- Entries:
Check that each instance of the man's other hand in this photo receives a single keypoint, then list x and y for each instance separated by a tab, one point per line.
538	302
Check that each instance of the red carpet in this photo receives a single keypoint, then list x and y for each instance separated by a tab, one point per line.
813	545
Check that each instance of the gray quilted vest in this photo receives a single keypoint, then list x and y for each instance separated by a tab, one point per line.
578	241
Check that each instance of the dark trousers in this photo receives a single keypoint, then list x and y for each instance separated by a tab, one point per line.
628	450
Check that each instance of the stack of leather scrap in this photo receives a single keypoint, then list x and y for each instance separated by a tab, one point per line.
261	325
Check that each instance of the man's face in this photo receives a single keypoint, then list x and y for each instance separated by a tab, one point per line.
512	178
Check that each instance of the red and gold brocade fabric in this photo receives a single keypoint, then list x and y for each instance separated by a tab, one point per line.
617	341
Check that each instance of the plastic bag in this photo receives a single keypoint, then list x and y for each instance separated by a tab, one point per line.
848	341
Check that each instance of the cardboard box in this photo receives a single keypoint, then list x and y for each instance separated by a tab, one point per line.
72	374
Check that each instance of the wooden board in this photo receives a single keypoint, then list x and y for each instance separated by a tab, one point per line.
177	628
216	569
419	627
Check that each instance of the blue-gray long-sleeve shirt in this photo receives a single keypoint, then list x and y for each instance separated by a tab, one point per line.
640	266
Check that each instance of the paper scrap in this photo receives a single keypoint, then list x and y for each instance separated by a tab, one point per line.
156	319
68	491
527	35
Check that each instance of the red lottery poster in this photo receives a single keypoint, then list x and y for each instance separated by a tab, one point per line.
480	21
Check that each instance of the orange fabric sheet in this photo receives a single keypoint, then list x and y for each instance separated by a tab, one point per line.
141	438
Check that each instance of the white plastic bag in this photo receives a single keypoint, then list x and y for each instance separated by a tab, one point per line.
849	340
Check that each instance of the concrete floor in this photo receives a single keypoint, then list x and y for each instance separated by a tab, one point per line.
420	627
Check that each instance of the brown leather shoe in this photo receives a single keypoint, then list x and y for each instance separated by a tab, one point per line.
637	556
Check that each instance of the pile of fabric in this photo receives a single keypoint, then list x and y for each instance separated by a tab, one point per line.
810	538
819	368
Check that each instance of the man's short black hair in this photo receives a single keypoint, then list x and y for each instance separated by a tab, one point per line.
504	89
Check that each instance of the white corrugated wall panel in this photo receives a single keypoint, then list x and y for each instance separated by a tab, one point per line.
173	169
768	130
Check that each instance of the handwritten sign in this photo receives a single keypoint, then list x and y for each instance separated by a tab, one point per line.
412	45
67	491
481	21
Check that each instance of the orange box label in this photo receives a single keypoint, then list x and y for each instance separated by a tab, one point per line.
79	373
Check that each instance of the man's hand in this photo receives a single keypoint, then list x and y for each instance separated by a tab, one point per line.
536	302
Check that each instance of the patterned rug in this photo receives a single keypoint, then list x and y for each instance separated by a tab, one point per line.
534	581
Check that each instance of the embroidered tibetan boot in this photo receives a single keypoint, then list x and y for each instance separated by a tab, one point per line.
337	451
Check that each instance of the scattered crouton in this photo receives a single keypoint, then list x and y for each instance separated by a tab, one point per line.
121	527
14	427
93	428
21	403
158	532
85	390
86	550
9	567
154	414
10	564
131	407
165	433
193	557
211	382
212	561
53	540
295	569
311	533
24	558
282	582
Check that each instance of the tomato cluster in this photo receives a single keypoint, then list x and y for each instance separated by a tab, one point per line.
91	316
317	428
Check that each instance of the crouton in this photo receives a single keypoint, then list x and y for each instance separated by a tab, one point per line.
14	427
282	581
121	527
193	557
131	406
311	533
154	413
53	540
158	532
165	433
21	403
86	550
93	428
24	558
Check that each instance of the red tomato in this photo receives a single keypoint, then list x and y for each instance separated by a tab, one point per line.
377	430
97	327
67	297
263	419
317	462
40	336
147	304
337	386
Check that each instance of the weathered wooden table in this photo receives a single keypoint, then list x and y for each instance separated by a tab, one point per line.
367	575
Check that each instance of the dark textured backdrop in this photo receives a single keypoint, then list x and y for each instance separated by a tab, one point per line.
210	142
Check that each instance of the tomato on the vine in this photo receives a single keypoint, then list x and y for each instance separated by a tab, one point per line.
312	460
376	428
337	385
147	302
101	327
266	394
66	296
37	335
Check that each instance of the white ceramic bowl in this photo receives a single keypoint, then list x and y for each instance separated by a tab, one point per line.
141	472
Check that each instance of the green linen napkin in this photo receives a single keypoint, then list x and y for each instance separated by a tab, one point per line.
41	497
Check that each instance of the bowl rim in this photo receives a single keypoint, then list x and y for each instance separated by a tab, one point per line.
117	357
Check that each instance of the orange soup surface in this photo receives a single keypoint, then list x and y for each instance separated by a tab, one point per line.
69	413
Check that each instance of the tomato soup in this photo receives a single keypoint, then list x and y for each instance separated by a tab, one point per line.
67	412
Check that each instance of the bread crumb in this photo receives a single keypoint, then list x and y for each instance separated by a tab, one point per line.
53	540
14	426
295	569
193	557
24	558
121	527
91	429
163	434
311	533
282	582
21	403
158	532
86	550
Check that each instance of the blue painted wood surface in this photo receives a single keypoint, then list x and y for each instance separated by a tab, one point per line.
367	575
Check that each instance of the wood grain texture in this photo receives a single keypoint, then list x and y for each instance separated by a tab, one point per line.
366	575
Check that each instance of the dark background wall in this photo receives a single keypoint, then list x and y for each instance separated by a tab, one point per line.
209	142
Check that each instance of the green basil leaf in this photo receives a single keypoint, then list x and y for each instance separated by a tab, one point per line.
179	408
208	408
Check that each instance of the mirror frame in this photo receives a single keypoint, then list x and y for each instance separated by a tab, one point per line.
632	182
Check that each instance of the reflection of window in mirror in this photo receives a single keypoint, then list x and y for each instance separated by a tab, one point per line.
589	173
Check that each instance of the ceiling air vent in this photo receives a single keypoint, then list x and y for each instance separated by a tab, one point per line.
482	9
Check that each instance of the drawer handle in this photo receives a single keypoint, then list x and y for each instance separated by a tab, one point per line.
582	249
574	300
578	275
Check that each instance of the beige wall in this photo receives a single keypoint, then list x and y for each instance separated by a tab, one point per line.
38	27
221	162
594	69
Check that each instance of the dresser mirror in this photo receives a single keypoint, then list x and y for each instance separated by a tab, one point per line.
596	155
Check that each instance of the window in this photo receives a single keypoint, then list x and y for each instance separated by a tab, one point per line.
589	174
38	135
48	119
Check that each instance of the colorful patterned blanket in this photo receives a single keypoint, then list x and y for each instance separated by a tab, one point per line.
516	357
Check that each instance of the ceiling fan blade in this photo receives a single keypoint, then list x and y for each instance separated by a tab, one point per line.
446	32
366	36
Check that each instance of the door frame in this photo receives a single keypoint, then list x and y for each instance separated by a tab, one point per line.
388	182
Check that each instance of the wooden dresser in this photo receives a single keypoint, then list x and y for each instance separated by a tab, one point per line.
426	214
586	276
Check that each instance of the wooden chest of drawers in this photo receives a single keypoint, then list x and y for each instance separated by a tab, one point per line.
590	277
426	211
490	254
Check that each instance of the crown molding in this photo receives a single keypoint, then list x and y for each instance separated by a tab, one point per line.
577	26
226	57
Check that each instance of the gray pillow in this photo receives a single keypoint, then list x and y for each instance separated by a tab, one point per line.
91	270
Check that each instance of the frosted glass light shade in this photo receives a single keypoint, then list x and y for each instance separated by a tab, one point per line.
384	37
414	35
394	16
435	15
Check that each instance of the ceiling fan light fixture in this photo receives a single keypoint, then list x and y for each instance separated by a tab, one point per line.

---

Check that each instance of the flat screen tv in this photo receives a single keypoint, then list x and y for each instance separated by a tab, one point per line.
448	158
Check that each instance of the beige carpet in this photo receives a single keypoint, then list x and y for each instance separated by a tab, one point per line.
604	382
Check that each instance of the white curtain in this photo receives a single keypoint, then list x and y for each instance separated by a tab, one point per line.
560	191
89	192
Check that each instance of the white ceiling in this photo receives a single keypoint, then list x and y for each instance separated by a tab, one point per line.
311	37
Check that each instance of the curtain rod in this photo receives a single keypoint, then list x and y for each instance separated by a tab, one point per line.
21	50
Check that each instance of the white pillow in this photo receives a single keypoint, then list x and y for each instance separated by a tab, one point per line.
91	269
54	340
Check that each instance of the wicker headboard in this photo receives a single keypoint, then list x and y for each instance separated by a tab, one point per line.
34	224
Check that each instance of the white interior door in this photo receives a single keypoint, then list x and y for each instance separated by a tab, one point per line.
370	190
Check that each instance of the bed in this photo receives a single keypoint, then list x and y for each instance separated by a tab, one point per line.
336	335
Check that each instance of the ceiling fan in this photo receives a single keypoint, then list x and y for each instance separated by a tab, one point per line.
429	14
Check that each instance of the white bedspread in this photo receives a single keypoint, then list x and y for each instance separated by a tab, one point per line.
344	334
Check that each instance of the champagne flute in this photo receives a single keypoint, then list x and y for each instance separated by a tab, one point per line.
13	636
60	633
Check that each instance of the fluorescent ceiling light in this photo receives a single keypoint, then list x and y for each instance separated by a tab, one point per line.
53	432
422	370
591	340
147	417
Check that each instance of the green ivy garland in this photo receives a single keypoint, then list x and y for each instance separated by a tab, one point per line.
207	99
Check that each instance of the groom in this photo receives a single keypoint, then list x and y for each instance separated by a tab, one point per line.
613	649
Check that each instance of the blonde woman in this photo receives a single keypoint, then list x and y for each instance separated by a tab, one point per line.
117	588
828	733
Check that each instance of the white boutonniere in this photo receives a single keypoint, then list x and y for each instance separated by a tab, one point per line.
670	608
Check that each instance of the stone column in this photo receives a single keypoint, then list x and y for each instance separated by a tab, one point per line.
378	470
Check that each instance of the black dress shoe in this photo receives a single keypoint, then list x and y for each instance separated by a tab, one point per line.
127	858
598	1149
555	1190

...

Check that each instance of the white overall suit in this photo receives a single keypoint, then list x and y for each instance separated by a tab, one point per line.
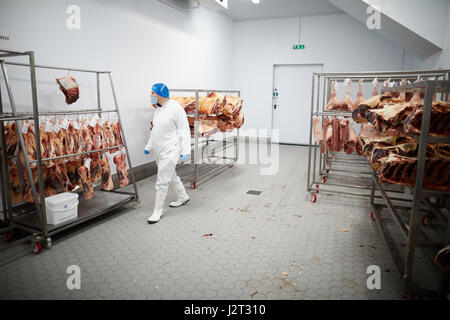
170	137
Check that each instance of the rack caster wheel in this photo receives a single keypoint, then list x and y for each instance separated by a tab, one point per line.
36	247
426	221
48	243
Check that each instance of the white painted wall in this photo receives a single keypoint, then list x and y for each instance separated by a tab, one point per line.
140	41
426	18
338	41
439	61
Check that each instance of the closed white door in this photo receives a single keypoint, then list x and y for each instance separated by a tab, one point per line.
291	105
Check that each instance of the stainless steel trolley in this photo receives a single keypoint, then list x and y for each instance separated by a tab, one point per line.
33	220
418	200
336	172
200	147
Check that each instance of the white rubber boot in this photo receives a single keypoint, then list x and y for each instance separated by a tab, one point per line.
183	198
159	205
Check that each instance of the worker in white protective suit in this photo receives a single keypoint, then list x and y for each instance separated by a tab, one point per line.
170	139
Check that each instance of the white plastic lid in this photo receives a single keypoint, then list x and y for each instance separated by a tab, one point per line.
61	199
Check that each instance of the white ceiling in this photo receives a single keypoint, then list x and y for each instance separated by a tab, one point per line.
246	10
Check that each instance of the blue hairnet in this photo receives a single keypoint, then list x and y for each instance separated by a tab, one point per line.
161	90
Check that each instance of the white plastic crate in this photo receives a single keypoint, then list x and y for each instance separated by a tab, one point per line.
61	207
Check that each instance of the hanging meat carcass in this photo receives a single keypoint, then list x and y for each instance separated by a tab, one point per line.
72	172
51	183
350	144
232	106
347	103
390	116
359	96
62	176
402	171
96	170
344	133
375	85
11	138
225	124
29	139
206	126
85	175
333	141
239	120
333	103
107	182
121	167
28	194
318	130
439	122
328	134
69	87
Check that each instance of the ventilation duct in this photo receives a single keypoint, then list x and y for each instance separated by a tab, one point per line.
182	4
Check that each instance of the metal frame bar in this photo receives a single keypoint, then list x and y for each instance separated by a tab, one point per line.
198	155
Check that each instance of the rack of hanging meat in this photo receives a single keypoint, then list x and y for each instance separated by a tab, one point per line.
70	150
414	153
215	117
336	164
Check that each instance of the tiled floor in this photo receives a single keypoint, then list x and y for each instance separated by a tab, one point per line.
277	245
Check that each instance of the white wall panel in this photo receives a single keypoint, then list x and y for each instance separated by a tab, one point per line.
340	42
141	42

- Stated problem: Please tally the lines in the records above that contain the string "dresser", with case counting, and reply with only that number.

- Response: 2